**ACTIVITY:** After locating the line with "Each instance of the hazy", reproduce it and all following lines of the listing below exactly, stopping only at the final line.

**PROVIDED MATERIAL:**
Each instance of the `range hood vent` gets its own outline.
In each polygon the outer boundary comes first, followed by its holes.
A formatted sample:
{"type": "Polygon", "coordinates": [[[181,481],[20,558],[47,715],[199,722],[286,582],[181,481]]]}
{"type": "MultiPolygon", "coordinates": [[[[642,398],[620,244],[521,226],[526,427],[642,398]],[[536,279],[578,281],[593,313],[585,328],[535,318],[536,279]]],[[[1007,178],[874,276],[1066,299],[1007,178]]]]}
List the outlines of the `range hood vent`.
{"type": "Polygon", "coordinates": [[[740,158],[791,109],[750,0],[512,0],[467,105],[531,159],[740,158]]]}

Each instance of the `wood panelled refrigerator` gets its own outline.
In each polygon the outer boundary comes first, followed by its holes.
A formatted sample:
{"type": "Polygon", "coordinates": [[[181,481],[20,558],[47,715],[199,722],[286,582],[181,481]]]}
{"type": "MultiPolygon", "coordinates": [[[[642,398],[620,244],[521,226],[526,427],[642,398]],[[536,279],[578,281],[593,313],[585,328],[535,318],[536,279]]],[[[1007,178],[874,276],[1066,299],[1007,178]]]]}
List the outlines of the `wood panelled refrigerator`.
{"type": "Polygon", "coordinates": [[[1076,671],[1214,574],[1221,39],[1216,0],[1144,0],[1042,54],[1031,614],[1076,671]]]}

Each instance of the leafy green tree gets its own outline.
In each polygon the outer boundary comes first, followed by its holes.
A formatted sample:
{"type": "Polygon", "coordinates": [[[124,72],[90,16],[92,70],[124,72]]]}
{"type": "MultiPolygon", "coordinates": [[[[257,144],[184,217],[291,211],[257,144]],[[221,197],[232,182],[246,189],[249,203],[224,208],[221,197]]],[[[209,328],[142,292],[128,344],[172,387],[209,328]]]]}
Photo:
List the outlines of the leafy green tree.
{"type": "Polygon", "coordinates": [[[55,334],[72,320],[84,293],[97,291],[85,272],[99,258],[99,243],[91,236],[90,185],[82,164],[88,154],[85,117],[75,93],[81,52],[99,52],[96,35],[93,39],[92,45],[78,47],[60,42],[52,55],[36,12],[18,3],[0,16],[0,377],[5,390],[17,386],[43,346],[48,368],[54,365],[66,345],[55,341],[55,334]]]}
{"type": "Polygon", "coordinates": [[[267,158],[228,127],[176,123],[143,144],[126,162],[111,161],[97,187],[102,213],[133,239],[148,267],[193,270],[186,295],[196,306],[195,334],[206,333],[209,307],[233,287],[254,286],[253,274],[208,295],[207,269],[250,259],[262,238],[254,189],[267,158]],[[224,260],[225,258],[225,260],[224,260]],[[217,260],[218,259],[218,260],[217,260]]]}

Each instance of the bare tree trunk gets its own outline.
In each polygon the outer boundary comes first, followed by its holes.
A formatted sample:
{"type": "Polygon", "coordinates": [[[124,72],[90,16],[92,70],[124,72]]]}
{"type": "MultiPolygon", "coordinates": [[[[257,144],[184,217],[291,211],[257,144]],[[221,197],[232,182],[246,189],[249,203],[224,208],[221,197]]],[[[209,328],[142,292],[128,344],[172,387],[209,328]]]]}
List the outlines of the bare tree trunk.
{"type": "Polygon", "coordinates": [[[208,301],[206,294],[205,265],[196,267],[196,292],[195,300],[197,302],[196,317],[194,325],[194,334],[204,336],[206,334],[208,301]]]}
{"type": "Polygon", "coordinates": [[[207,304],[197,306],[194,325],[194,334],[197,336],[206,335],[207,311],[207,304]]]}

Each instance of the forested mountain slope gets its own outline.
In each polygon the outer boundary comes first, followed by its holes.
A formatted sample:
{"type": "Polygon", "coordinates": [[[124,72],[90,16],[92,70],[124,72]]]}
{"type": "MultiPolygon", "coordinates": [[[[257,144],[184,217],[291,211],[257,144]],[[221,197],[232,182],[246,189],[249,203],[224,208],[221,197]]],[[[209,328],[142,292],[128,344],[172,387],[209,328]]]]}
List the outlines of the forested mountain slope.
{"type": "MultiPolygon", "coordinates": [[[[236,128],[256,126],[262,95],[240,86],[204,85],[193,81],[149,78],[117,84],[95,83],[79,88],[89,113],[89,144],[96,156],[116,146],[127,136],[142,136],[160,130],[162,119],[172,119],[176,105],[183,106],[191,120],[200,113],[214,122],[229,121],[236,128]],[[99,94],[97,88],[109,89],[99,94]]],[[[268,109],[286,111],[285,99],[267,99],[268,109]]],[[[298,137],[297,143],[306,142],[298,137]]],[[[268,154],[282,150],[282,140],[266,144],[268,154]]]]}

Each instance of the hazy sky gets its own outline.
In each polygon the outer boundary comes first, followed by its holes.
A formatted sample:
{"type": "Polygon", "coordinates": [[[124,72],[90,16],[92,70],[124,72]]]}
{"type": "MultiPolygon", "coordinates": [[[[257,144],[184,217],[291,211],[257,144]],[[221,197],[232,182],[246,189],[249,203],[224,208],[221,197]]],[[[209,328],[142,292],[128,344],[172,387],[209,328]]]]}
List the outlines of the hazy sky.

**TASK RESPONSE:**
Each instance of the hazy sky gets its own outline.
In each polygon the outer boundary comes first, followed by its holes.
A formatted sample:
{"type": "Polygon", "coordinates": [[[124,72],[90,16],[92,70],[124,72]]]}
{"type": "MultiPolygon", "coordinates": [[[[257,144],[184,217],[291,211],[257,144]],[[221,197],[232,182],[246,189],[249,203],[224,208],[221,197]]],[[[209,328],[142,292],[128,344],[172,387],[209,328]]]]}
List the outlines of the hazy sky.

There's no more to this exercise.